- Work to complete: Can you restate the lines of the entries below, word for word, from the first one through the line that includes "window in the image above."?

- Given information:
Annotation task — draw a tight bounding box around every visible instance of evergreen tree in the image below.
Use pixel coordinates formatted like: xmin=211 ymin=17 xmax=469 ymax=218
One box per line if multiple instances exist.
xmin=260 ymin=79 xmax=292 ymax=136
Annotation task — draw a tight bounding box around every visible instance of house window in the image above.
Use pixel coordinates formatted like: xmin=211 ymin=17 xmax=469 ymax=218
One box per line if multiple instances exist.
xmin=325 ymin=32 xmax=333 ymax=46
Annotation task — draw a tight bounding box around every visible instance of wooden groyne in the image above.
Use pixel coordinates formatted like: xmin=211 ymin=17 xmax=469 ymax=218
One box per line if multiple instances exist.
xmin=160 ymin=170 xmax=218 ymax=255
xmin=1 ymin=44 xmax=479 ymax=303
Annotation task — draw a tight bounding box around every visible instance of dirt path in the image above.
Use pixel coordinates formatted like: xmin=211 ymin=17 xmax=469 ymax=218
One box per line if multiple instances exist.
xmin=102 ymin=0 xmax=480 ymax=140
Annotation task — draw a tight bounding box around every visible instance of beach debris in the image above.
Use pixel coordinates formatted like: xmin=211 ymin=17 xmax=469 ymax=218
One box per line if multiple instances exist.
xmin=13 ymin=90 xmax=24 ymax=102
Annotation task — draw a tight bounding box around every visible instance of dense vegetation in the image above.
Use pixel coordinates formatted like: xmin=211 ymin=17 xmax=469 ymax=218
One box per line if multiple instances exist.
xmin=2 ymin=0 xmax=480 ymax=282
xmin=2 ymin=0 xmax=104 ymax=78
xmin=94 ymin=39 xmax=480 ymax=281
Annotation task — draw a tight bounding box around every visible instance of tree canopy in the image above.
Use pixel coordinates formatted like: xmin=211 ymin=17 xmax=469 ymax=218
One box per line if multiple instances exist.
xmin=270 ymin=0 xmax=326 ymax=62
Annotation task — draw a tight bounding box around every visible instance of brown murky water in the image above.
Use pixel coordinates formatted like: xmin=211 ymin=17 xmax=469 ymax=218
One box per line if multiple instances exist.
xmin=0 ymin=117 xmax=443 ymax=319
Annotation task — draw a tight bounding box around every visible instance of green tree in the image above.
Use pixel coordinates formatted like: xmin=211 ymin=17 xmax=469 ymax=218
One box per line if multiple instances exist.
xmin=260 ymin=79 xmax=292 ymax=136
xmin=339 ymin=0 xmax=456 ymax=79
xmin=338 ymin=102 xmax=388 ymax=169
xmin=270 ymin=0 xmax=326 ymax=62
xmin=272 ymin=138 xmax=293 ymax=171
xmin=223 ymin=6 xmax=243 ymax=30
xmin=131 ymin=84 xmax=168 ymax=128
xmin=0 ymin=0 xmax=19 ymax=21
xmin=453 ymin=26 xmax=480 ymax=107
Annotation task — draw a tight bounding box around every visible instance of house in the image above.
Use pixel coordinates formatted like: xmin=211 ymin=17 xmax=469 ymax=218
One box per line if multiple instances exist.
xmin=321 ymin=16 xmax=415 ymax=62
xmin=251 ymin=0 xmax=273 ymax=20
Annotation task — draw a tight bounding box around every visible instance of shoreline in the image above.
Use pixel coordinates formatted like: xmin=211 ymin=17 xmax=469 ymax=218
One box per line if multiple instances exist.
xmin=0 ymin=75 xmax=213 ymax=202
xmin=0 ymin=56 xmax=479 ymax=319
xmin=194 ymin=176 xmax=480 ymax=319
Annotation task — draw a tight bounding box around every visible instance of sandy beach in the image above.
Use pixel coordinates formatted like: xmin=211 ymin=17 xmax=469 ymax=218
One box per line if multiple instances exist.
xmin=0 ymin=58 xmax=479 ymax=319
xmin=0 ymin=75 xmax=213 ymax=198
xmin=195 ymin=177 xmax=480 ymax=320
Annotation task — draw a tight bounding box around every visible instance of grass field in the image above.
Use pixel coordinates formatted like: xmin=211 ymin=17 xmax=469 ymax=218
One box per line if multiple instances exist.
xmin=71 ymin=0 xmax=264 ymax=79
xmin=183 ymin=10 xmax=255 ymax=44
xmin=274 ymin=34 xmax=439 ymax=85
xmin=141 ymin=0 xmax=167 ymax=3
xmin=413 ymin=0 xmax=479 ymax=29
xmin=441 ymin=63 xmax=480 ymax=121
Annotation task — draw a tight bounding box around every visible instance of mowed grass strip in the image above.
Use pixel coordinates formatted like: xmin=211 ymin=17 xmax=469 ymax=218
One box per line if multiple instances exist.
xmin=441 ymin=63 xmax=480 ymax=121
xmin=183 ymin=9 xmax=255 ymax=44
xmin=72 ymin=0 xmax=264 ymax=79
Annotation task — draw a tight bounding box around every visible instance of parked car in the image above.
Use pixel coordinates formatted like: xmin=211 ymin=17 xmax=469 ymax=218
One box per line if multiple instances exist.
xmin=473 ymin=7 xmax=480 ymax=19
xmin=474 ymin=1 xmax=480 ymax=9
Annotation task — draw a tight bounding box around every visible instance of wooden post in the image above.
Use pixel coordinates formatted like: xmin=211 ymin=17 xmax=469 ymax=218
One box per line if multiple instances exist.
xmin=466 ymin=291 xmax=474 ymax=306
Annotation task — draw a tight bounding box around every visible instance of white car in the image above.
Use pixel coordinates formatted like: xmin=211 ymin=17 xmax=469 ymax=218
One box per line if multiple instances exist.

- Answer section:
Annotation task — draw a tight bounding box around every visible instance of evergreen tree in the image below.
Use pixel coordinates formatted like: xmin=211 ymin=17 xmax=469 ymax=218
One box per line if multiple instances exist.
xmin=260 ymin=79 xmax=292 ymax=136
Annotation task — draw a tight bounding box around every visible instance of house window in the image above.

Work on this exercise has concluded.